▸ **The input**:
+ + + + + + +
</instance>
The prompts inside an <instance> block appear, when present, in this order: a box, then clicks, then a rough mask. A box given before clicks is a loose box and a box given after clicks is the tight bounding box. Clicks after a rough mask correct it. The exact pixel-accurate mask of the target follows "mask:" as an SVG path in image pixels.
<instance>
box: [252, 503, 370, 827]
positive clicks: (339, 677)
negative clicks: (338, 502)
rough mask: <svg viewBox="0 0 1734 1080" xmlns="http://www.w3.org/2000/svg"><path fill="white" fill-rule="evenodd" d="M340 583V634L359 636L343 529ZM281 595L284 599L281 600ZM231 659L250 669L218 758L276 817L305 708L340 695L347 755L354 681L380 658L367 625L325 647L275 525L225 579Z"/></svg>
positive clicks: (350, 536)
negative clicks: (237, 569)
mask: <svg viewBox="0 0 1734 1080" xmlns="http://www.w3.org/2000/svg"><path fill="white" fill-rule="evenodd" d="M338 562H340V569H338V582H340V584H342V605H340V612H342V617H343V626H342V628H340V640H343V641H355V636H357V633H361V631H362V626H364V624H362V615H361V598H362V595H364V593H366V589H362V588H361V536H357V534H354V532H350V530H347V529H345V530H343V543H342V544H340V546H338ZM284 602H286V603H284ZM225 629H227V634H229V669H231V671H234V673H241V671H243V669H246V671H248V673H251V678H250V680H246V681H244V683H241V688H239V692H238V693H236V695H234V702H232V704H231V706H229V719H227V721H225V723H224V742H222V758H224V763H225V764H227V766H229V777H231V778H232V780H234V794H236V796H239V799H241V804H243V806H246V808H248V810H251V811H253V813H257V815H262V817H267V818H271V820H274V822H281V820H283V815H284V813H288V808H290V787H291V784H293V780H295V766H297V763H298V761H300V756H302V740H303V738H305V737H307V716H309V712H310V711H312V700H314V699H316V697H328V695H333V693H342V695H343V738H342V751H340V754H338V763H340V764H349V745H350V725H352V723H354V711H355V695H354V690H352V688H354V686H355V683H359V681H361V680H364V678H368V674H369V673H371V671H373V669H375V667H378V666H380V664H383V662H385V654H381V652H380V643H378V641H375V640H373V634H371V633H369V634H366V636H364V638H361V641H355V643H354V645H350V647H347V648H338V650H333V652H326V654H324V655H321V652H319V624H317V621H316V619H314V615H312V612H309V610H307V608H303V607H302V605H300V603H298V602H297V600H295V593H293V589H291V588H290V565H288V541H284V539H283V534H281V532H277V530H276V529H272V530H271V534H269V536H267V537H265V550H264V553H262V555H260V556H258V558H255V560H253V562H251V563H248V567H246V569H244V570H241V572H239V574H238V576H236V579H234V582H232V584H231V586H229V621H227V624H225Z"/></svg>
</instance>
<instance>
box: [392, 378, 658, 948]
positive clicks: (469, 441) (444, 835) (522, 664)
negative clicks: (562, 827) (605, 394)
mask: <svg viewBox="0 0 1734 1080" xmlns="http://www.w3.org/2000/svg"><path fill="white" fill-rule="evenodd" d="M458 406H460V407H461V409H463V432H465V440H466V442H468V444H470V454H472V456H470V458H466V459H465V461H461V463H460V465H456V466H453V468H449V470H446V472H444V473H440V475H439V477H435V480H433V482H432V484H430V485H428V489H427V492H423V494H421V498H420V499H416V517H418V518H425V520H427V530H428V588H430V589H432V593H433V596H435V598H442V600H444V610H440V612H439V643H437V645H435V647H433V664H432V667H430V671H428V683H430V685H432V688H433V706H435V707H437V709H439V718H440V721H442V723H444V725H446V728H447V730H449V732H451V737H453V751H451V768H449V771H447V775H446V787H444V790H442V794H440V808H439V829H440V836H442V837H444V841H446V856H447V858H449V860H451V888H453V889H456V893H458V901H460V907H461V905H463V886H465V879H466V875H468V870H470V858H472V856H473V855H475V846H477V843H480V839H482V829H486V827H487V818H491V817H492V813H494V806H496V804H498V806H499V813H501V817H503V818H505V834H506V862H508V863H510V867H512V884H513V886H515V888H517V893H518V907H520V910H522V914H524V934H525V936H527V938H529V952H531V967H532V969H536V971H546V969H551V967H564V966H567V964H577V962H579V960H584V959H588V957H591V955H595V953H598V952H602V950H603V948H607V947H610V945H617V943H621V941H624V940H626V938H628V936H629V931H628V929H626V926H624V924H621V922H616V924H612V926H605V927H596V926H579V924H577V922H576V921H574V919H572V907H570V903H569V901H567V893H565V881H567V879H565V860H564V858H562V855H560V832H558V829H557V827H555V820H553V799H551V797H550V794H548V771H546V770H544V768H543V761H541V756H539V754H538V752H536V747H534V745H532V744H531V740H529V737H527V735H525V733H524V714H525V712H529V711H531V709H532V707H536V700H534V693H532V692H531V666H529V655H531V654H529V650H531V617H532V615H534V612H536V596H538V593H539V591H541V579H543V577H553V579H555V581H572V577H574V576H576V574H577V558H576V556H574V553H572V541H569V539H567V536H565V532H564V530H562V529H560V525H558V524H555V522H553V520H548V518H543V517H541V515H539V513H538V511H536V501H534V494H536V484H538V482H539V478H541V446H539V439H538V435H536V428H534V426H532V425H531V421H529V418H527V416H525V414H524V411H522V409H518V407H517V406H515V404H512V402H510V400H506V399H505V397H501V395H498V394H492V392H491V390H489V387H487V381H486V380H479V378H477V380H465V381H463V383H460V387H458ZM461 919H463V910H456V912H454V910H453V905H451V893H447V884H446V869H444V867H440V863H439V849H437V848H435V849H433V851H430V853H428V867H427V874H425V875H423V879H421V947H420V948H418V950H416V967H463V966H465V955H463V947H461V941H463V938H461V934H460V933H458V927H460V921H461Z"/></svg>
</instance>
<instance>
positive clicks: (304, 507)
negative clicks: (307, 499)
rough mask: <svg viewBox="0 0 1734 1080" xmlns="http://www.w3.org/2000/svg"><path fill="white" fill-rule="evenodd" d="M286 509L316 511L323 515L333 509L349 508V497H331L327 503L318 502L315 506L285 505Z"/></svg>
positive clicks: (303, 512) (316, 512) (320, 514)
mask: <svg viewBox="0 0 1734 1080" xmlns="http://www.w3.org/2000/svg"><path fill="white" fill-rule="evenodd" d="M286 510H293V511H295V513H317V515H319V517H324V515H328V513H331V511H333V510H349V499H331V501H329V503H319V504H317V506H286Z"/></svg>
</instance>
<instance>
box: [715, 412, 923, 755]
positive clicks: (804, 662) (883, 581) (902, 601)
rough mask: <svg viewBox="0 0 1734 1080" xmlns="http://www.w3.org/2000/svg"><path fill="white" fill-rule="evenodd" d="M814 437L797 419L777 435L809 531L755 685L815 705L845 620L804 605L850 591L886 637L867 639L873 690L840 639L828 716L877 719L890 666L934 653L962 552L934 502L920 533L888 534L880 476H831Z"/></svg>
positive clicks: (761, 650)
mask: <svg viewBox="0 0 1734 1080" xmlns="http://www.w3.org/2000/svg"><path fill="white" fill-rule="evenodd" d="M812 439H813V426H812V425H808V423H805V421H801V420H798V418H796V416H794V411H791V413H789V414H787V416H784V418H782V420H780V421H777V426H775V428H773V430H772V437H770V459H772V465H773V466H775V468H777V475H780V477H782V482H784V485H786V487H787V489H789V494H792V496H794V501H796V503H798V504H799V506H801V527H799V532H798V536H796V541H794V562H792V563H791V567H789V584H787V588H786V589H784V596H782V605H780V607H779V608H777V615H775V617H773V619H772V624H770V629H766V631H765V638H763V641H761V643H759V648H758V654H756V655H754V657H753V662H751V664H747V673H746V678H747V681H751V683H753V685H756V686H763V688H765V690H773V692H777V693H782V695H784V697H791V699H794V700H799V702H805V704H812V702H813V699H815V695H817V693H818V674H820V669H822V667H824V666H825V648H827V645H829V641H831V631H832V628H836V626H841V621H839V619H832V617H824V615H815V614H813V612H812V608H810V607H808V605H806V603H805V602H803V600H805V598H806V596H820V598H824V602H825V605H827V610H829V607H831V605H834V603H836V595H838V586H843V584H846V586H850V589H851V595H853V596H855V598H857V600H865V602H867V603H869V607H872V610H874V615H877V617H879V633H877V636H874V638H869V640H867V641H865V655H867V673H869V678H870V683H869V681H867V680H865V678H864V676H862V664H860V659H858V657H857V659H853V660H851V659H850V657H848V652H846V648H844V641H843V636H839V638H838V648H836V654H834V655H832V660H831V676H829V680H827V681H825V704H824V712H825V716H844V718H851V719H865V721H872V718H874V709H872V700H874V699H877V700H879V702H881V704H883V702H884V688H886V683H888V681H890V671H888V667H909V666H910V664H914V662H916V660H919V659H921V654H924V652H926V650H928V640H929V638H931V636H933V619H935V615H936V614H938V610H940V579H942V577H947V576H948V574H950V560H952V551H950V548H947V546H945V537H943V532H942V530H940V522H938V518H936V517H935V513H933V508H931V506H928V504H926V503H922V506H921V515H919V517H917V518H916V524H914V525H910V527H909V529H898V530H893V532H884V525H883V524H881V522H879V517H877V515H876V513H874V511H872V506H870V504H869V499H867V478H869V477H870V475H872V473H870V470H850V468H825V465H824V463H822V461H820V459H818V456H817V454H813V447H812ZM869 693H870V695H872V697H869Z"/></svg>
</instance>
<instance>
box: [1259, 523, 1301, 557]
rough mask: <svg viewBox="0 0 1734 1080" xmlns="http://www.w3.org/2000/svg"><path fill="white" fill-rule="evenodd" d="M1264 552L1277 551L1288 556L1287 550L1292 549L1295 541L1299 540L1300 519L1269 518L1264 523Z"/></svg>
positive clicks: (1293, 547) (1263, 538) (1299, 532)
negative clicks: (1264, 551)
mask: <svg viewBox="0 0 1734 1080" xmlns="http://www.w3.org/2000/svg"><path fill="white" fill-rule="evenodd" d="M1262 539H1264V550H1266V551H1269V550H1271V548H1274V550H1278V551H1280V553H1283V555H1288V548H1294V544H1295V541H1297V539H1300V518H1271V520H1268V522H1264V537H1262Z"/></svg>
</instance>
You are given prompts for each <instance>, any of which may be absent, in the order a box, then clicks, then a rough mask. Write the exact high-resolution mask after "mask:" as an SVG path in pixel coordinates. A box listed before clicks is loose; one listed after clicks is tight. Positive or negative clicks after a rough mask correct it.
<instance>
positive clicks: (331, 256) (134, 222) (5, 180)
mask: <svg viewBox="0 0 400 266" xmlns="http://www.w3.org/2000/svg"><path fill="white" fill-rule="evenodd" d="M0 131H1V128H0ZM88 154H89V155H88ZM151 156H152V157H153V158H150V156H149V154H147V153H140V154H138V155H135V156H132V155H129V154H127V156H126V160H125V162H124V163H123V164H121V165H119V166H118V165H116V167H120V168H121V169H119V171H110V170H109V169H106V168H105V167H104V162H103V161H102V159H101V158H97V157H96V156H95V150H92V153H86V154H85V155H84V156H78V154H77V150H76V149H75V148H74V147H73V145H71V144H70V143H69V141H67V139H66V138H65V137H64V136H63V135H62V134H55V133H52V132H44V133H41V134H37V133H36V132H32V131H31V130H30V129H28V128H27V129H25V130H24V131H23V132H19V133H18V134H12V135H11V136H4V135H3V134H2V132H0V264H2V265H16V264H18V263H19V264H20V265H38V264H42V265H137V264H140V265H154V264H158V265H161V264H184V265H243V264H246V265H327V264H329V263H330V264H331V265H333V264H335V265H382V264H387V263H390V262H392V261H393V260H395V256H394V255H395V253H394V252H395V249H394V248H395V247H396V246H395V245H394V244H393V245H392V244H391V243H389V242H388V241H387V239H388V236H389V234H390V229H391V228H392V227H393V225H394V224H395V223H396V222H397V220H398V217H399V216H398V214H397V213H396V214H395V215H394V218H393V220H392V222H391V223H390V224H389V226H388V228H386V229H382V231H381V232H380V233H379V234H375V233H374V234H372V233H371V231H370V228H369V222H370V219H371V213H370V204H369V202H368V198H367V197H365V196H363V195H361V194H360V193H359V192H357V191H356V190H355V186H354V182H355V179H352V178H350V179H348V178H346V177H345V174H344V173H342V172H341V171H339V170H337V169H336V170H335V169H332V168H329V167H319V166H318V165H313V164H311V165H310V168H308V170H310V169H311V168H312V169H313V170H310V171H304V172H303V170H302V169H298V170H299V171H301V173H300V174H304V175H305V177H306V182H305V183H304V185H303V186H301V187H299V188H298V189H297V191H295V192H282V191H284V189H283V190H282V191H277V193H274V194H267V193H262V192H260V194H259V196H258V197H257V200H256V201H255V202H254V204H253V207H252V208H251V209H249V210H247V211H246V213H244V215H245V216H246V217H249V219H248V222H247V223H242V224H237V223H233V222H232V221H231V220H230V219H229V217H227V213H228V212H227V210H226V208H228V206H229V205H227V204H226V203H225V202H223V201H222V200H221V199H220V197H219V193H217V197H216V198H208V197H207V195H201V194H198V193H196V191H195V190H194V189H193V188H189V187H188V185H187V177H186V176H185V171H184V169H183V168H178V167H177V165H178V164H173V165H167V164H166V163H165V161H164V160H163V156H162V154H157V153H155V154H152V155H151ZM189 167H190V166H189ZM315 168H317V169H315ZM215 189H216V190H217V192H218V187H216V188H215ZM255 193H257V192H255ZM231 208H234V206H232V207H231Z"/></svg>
+ + + + + + +
▸ **Required work**: Reproduce the data word for word, from its very first line through the line containing "positive clicks: (350, 536)", with both ends included.

▸ **Solution for this task**:
</instance>
The prompts inside an <instance> block appear, when present, in this order: a box, then clicks, then a rough mask. A box given before clicks is a loose box and a box given after clicks is the tight bounding box. Clicks after a rough mask correct it. The exact pixel-accurate mask of the target follows "mask:" as an SVG path in image pixels.
<instance>
box: [252, 503, 370, 827]
positive clicks: (339, 677)
negative clicks: (338, 502)
rough mask: <svg viewBox="0 0 1734 1080" xmlns="http://www.w3.org/2000/svg"><path fill="white" fill-rule="evenodd" d="M340 583V634L359 636L343 529ZM281 595L284 599L281 600ZM231 659L250 669L218 758L276 817L305 708L340 695L347 755L354 681L380 658L367 625L325 647L275 525L225 579Z"/></svg>
positive clicks: (350, 536)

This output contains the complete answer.